* **EXTRACTED INFORMATION**

※

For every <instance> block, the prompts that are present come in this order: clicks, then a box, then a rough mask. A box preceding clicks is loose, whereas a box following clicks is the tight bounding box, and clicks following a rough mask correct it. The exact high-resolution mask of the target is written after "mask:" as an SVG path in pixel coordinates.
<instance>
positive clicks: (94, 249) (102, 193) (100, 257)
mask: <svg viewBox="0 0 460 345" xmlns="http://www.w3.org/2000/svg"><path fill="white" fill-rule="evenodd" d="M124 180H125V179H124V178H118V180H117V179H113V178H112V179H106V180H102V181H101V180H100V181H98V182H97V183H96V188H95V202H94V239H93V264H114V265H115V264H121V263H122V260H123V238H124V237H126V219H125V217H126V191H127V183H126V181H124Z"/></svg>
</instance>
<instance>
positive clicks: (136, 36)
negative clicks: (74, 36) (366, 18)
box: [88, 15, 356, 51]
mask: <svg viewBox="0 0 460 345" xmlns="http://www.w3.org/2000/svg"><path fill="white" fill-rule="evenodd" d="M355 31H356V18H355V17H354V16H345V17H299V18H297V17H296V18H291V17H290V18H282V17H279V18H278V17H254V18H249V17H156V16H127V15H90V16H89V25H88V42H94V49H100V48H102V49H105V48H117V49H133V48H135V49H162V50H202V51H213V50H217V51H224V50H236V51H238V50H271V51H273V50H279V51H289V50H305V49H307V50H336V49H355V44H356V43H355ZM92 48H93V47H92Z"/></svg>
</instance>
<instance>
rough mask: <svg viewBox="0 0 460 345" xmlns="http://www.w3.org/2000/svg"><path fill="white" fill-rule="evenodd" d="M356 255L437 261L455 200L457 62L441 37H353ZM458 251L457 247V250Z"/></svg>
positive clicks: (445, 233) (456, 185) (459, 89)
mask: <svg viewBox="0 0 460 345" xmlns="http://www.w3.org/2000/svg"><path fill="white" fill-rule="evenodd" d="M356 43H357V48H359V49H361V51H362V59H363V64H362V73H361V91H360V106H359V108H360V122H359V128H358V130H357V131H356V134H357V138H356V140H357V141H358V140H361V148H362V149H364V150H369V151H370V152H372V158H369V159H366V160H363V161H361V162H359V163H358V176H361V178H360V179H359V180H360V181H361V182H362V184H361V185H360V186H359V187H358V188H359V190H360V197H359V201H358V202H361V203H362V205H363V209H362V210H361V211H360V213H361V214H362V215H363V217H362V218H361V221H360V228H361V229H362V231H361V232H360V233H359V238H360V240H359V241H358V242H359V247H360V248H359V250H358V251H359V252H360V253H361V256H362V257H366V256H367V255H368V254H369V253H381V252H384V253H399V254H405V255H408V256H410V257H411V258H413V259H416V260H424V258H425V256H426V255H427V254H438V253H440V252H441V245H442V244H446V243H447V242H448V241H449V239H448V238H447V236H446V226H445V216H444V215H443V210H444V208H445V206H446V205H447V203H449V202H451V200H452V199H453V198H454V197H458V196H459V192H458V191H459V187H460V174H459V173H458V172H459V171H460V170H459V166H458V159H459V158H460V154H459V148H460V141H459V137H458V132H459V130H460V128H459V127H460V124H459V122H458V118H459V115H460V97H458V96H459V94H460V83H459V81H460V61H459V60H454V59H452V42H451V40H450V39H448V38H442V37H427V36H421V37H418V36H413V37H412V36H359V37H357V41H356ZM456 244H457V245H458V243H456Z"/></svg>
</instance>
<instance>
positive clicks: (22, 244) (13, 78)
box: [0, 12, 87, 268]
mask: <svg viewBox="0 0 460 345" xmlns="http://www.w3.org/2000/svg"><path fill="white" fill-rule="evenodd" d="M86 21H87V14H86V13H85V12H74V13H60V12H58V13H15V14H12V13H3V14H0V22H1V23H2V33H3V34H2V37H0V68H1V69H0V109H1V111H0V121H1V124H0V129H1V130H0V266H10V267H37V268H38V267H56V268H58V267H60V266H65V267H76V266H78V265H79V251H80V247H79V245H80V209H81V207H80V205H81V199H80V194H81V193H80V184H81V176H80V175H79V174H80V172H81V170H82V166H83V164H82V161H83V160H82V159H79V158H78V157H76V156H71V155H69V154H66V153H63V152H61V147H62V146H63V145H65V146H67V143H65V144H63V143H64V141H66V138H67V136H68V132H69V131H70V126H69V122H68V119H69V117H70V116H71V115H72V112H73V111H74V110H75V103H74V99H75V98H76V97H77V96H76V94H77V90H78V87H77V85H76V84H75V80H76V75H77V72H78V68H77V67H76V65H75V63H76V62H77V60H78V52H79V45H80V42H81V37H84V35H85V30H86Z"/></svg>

※

* **EXERCISE DIRECTIONS**
Search the records for the word "rough". Copy every line that has it.

* **RESULT OF THIS EXERCISE**
For every <instance> block, the prompts that are present come in this order: clicks, then a box, then a rough mask. A box preceding clicks is loose, whereas a box following clicks is the tight bounding box, and clicks following a rough mask correct it. The exact high-resolution mask of the target is written after "mask:" as an SVG path in pixel coordinates.
rough mask: <svg viewBox="0 0 460 345" xmlns="http://www.w3.org/2000/svg"><path fill="white" fill-rule="evenodd" d="M356 255L437 261L455 200L457 62L441 37H353ZM458 251L457 247V250Z"/></svg>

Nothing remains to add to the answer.